▶ _Task description_
Print exactly, and only, the lines running from the line containing "Q: For the pink" through the end of the records below.

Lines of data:
/---

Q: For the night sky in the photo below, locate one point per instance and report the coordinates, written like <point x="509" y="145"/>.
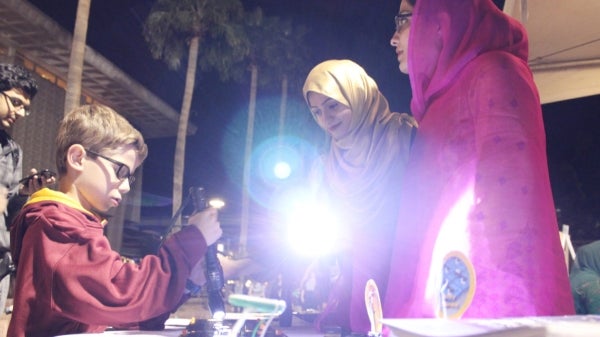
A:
<point x="356" y="29"/>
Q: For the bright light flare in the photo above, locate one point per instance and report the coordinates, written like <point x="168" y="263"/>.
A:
<point x="312" y="229"/>
<point x="282" y="170"/>
<point x="216" y="203"/>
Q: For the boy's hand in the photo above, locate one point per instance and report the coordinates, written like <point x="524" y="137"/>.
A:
<point x="3" y="198"/>
<point x="36" y="181"/>
<point x="198" y="273"/>
<point x="208" y="223"/>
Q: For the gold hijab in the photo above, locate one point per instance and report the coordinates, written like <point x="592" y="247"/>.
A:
<point x="365" y="166"/>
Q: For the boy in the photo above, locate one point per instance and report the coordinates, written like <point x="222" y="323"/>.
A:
<point x="68" y="278"/>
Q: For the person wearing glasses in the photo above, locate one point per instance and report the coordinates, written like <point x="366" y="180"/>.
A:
<point x="68" y="278"/>
<point x="477" y="233"/>
<point x="18" y="87"/>
<point x="360" y="174"/>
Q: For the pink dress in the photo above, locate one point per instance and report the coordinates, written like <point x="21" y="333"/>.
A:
<point x="477" y="233"/>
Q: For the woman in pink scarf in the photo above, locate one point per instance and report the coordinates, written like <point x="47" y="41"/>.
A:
<point x="361" y="174"/>
<point x="477" y="233"/>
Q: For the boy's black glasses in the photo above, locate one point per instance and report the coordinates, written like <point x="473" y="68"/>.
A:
<point x="401" y="19"/>
<point x="17" y="104"/>
<point x="122" y="171"/>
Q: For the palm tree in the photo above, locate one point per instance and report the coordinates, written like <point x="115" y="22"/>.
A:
<point x="73" y="94"/>
<point x="263" y="37"/>
<point x="176" y="26"/>
<point x="289" y="62"/>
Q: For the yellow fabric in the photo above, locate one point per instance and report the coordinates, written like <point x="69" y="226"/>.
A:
<point x="361" y="165"/>
<point x="46" y="194"/>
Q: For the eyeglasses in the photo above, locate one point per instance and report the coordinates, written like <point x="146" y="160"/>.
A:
<point x="122" y="171"/>
<point x="401" y="19"/>
<point x="17" y="103"/>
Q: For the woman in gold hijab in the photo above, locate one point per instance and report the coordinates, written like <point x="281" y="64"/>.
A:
<point x="361" y="173"/>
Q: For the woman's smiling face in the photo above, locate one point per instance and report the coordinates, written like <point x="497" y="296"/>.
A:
<point x="331" y="115"/>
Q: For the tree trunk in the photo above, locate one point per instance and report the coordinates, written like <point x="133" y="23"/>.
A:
<point x="179" y="163"/>
<point x="247" y="162"/>
<point x="73" y="94"/>
<point x="282" y="107"/>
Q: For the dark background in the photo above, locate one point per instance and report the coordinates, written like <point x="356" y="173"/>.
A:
<point x="356" y="29"/>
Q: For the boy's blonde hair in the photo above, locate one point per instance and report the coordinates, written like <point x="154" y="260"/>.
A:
<point x="96" y="127"/>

\---

▶ _Answer for the task_
Q: For the pink dress in the photo above, locate one point per instance and report the coordinates, written like <point x="21" y="333"/>.
A:
<point x="477" y="233"/>
Q: For the woman in pink scarf in the photo above, locate one point per instance and report the coordinates, written like <point x="47" y="41"/>.
A:
<point x="361" y="174"/>
<point x="477" y="233"/>
Q: For the boy's black glasses in the photo above, locate one point per instance and report the coordinates, written like <point x="473" y="68"/>.
A:
<point x="401" y="19"/>
<point x="17" y="104"/>
<point x="122" y="171"/>
Q: For the palm tree in the photo above, locate one point per instance and report the coordinates, written like <point x="115" y="22"/>.
A:
<point x="73" y="94"/>
<point x="263" y="37"/>
<point x="176" y="26"/>
<point x="289" y="62"/>
Q: For the yellow fabric in the photo above, locate one point per instance and report the coordinates, written like <point x="69" y="226"/>.
A:
<point x="361" y="165"/>
<point x="46" y="194"/>
Q: For the eyeglasses in the photo above, locate one point per instance and report the coordinates, written like <point x="146" y="160"/>.
A:
<point x="122" y="171"/>
<point x="401" y="19"/>
<point x="17" y="103"/>
Q: For the woman in gold hijab in the photo above, locate one point per instance and report the coordinates, written like <point x="281" y="64"/>.
A:
<point x="361" y="173"/>
Q: For the woman's smiling face in the photo above, locate one point per instance and report the coordinates, written like <point x="497" y="296"/>.
A:
<point x="331" y="115"/>
Q: For the tree trunk in the photo above, locate one point per instance and report the coordinates, written like <point x="133" y="23"/>.
A:
<point x="179" y="163"/>
<point x="247" y="162"/>
<point x="73" y="94"/>
<point x="282" y="107"/>
Q: For the dark background in the photo above, locate one point per instance and report the coordinates, written like <point x="356" y="173"/>.
A:
<point x="356" y="29"/>
Q: For the boy's blonde hair in the photo above, locate one point per instance and report the coordinates, written like <point x="154" y="260"/>.
A:
<point x="96" y="127"/>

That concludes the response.